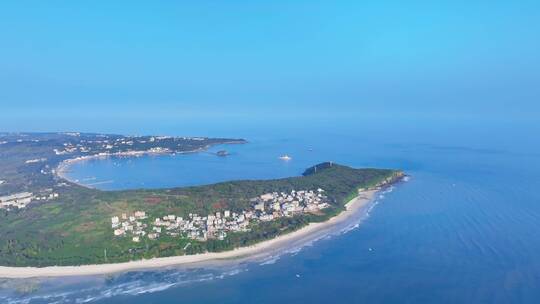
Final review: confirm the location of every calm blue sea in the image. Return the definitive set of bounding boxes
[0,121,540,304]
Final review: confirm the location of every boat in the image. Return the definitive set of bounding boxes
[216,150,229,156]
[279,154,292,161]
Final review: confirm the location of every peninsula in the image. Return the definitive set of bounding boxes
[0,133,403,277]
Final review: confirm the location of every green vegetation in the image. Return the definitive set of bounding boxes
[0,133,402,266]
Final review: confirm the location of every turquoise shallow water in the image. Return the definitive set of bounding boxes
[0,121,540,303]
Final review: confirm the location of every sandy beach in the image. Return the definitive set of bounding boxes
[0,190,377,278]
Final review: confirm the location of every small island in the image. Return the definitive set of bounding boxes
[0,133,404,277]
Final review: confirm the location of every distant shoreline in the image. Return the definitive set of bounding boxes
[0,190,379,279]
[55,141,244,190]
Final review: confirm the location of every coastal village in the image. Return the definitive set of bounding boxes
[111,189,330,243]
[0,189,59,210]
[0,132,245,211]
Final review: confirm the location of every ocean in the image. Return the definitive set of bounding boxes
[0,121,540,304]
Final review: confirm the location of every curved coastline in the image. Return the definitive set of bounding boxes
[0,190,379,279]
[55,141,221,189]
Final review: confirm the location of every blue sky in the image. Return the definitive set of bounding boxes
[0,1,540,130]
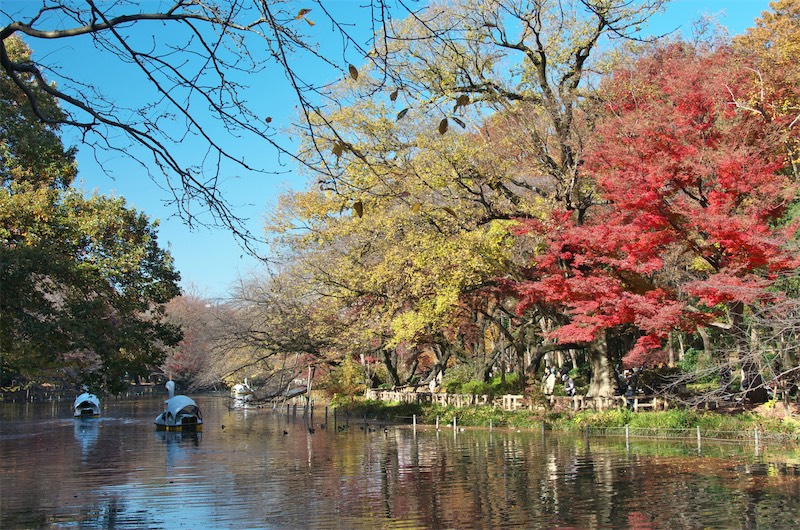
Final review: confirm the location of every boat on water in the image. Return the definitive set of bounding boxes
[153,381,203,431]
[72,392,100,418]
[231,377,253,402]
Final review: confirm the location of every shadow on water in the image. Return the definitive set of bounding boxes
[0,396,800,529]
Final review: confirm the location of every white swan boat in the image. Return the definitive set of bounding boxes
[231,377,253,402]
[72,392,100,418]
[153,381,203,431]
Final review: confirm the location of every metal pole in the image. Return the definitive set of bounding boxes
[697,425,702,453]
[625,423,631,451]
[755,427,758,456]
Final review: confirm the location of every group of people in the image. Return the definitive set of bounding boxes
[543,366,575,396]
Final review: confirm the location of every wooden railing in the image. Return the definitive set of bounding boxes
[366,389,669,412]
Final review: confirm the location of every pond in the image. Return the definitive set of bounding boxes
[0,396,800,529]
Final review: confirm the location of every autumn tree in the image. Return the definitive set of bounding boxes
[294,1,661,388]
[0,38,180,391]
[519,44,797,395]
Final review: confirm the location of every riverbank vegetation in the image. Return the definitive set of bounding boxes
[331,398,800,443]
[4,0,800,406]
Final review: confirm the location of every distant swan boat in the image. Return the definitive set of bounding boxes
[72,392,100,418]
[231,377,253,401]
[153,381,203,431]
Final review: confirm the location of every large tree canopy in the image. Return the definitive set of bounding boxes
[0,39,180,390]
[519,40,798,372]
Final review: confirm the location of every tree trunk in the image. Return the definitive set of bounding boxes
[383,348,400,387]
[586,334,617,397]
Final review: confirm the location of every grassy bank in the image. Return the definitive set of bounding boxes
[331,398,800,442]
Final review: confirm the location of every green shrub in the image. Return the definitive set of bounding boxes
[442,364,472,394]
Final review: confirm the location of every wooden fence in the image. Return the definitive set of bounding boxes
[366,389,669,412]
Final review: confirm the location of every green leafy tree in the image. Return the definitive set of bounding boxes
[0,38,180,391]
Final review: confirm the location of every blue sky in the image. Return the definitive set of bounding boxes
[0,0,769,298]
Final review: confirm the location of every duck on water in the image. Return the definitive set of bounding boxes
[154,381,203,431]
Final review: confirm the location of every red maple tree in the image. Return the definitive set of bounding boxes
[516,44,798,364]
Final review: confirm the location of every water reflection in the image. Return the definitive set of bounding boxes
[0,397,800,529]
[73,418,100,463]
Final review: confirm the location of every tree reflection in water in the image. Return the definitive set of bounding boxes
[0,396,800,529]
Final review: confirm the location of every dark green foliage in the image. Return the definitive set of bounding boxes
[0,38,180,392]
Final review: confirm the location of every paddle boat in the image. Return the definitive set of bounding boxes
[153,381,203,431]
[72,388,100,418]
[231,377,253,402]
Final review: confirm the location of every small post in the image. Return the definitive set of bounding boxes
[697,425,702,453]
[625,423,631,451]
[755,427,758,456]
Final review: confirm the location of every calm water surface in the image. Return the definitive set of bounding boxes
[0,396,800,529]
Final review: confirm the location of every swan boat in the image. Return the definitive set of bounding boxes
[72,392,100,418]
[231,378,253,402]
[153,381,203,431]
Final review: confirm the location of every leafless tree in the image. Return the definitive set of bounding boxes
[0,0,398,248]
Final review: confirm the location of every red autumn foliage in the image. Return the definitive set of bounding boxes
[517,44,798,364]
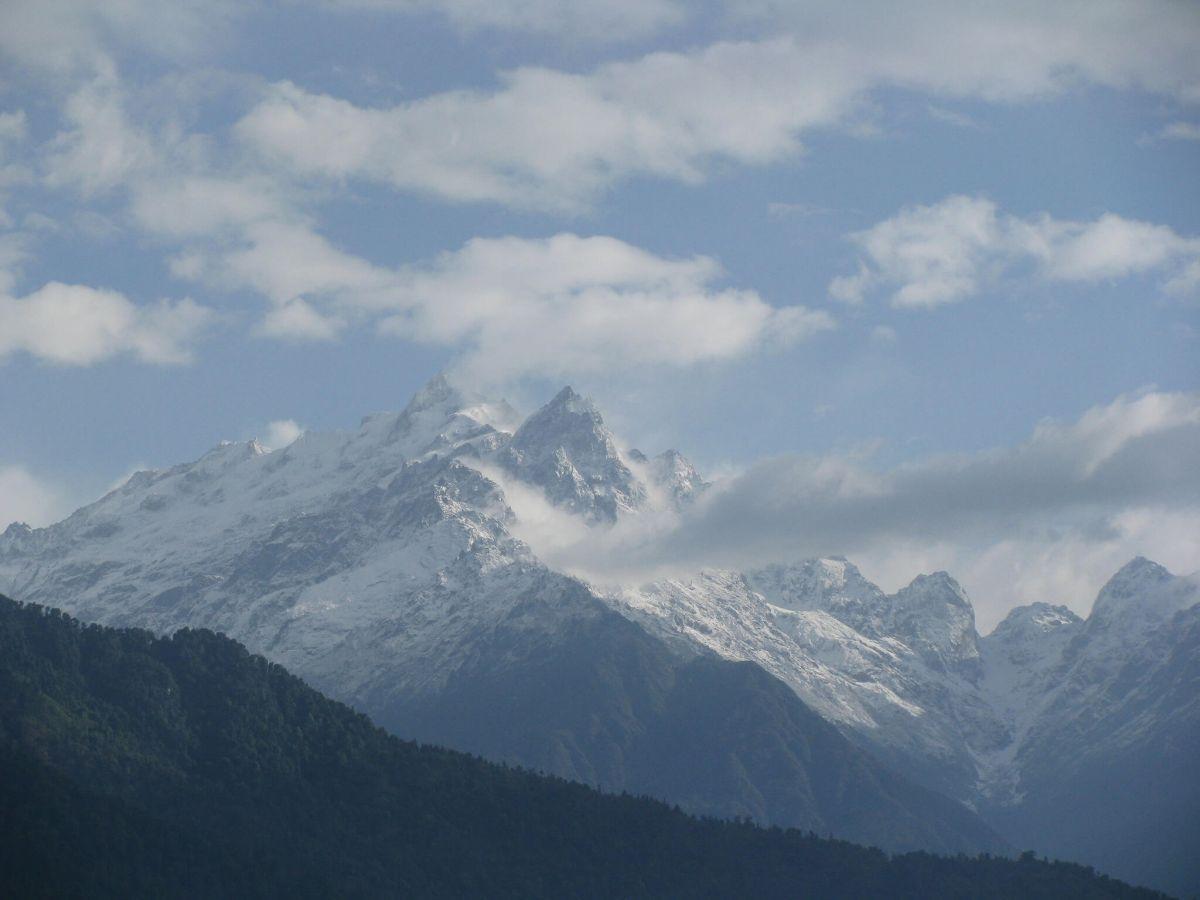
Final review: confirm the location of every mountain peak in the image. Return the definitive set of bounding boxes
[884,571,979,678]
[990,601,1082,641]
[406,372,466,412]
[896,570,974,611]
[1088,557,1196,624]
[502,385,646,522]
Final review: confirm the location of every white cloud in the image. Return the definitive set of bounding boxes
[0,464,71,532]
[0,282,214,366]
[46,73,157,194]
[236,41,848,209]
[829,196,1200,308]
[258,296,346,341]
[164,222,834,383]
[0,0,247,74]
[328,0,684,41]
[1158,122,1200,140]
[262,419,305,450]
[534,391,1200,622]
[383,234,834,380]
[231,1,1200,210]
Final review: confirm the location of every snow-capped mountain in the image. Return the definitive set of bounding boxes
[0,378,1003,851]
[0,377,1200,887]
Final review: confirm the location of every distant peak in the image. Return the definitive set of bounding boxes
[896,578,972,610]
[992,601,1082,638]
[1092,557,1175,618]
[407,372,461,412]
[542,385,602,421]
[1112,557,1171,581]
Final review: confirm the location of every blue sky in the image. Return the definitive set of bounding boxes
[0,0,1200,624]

--------

▸ **Set problem**
Please switch "Final review" to "Quality check" wherever it appears in the entries above, leaving everything else unchanged. Reproduce all of the entries but omit the pictures.

▸ **Expected answer**
Quality check: confirm the location of every calm blue sea in the image. Return the definitive set of bounding boxes
[0,121,540,304]
Quality check: confirm the location of every boat in the image. Return the definitive set of bounding boxes
[216,150,229,156]
[279,154,292,161]
Quality check: confirm the location of every peninsula in the image. Return the definitive set of bounding boxes
[0,133,403,277]
Quality check: confirm the location of every green vegetation in the image. Return the definitive set of bounding boxes
[0,133,402,266]
Quality check: confirm the location of every turquoise shallow water in the image. Return the definitive set of bounding boxes
[0,121,540,303]
Quality check: confirm the location of every sandy beach in the image. Return the definitive set of bounding boxes
[0,190,377,278]
Quality check: confirm the location of every small island in the image. Return the definitive set of bounding boxes
[0,133,404,277]
Quality check: confirm the location of every distant shoreline in the image. Return the definitive set of bounding boxes
[0,190,379,279]
[55,141,244,190]
Quality check: confirm the location of every coastal village in the image. Return the definitive set of bounding boxes
[111,189,330,243]
[0,189,59,210]
[0,132,245,211]
Quality check: confirm the location of every ocean in the image. Return the definitive set of bounding boxes
[0,121,540,304]
Quality check: confirm the location of every curved coastline in the image. Return the definitive set of bounding boxes
[0,190,379,279]
[55,141,221,189]
Quality check: confirm the location of every blue sky in the image. Return the definitive set of bounding boxes
[0,1,540,130]
Quality check: confirm the location of every boat on water in the image. Return the definitive set of bounding boxes
[153,381,203,431]
[72,392,100,418]
[231,377,253,402]
Quality check: confirm the location of every shadow on water in the image. Return the definitive set of bounding boxes
[0,396,800,529]
Quality check: confirm the location of every white swan boat in the image. Return the definitive set of bounding boxes
[231,377,253,402]
[72,392,100,418]
[153,381,203,431]
Quality check: confirm the location of every metal pole in the image. Return the definitive set of bounding boxes
[697,425,702,453]
[625,423,631,451]
[755,427,758,456]
Quality check: confirm the location of every group of people in the image. Return the definitive set of bounding boxes
[543,366,575,396]
Quality check: confirm the location of every wooden railing in the image. Return the definitive set of bounding boxes
[366,389,669,412]
Quality check: confirm the location of every pond in the image. Return the definitive set of bounding boxes
[0,396,800,529]
Quality check: confirm the location of every autumn tree in the image. Return the definitive set of bounding boxes
[294,1,661,388]
[0,38,180,391]
[519,44,797,395]
Quality check: confirm the location of every riverbank vegetation in the image. Return the definitive set of bounding boxes
[331,398,800,443]
[4,0,800,406]
Quality check: confirm the location of every distant swan boat in the image. Return the definitive set of bounding boxes
[72,392,100,418]
[231,377,253,401]
[153,381,203,431]
Quality check: confirm the location of every large tree canopy in the image. Return the definitive set of bounding boxes
[0,39,180,390]
[519,40,798,372]
Quality check: confirm the location of every tree trunk in the image. Return the definitive set of bounding boxes
[383,348,400,387]
[586,334,617,397]
Quality check: confirm the location of every grassy bank in the image. Return the definitive set of bounding boxes
[331,398,800,442]
Quality check: confirm the location of every green shrub in the image. Return the definitive set of bounding boxes
[442,364,472,394]
Quality check: confirm the location of every wooden fence in the image. Return the definitive set of bounding boxes
[366,389,669,412]
Quality check: confirm the location of every green leafy tree in the image. Return the definitive set of bounding boxes
[0,38,180,391]
Quality check: confirm the location of every blue sky in the image. Return the definitive set of bounding boxes
[0,0,769,298]
Quality check: confirm the location of every duck on water in the image. Return the definitive set of bounding boxes
[154,381,203,431]
Quality check: confirm the location of every red maple tree in the image. Return the definitive set of bounding boxes
[516,44,798,364]
Quality check: confirm the location of every water reflection in the image. Return the definitive set of bounding boxes
[0,397,800,529]
[73,418,100,463]
Quality check: confirm the location of every tree reflection in water in the image. Return the definitive set of bounding boxes
[0,396,800,529]
Quality check: confirm the location of every dark green foliage in the image. Return the definitive set of bounding boxes
[0,38,180,392]
Quality check: confirm the location of every paddle boat in the image. Return the definitive set of bounding boxes
[153,381,203,431]
[72,388,100,418]
[231,377,253,402]
Quality check: confirm the location of every small post in the image. Return the definitive set of bounding boxes
[697,425,702,453]
[625,423,631,451]
[755,427,758,456]
Quality check: confirm the location of every calm water surface in the image. Return the definitive set of bounding boxes
[0,396,800,529]
Quality check: confirm the location of every swan boat in the image. Return the definitive set of bounding boxes
[72,392,100,418]
[231,378,253,402]
[153,381,203,431]
Quality check: confirm the location of every leafless tree in the image. Return the definitive set of bounding boxes
[0,0,398,248]
Quality check: confirm the location of every red autumn foliage in the image. Return the definitive set of bounding boxes
[517,44,798,364]
Quality check: confirm the location of every mountain peak in the image. Return the definitive set of bounding boxes
[884,571,979,678]
[990,601,1082,641]
[406,372,466,412]
[896,570,974,611]
[1088,557,1196,624]
[502,385,646,522]
Quality check: confirm the location of every white cloud in the image. Return the definitive set of bounding boxes
[0,464,71,532]
[0,282,214,366]
[46,73,157,194]
[236,41,848,209]
[829,196,1200,308]
[258,296,346,341]
[164,222,834,383]
[0,0,247,74]
[328,0,684,41]
[1158,122,1200,140]
[262,419,305,450]
[534,391,1200,622]
[383,234,834,380]
[231,1,1200,210]
Quality check: confirm the location of every snow-capped mountain in the image. Return the definitive set of bounding boxes
[0,378,1003,851]
[0,377,1200,887]
Quality check: confirm the location of every distant peak in the image. Return the definitive set of bounding boxes
[896,578,972,610]
[992,601,1082,638]
[1092,557,1175,618]
[407,372,461,412]
[542,385,602,421]
[1112,557,1171,581]
Quality check: confirm the location of every blue sky in the image. Return the definitive set of bounding boxes
[0,0,1200,624]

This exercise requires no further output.